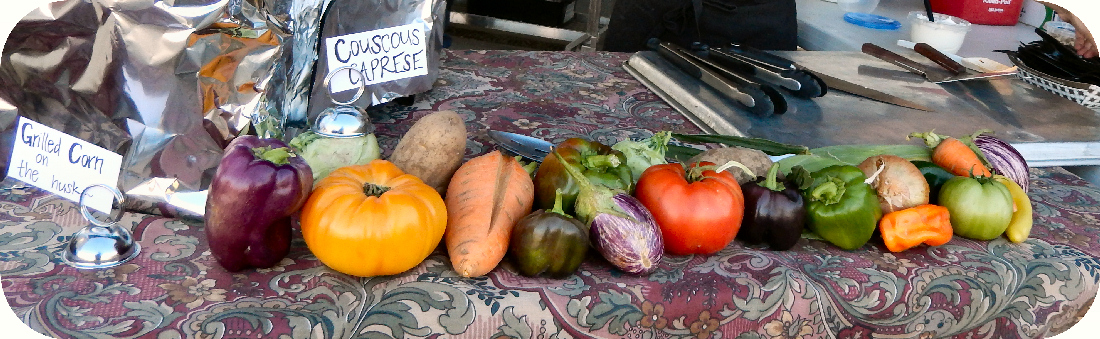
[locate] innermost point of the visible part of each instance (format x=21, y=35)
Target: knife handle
x=760, y=57
x=894, y=57
x=939, y=58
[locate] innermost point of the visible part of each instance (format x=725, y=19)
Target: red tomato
x=699, y=214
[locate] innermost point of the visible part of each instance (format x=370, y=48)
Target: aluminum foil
x=350, y=17
x=166, y=84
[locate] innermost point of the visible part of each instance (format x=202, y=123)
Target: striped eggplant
x=630, y=241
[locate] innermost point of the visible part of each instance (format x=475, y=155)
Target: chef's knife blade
x=772, y=68
x=866, y=91
x=937, y=77
x=530, y=148
x=756, y=100
x=777, y=99
x=895, y=58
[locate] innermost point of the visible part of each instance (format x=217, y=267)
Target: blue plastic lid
x=871, y=21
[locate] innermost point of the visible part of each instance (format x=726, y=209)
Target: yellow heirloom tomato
x=373, y=219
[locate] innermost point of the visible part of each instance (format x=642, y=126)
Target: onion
x=899, y=184
x=631, y=242
x=1003, y=159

■ Instructions for the task
Copy out every line in the listing where the word "each" appears.

■ Written solution
[locate] innermost point of the visible part of each instance (format x=21, y=35)
[locate] innermost point of the visible part of each instance (format x=725, y=19)
[locate] innermost point of the visible part of each instance (format x=370, y=48)
[locate] innermost point of the visible part of each instance (format x=202, y=123)
[locate] innermost point of the visible part of each instance (format x=475, y=155)
[locate] innermost point of the visible part of each instance (format x=217, y=267)
[locate] innermost point of the visible part of each instance (format x=726, y=209)
[locate] innermost point of the visible part of each instance (format x=642, y=126)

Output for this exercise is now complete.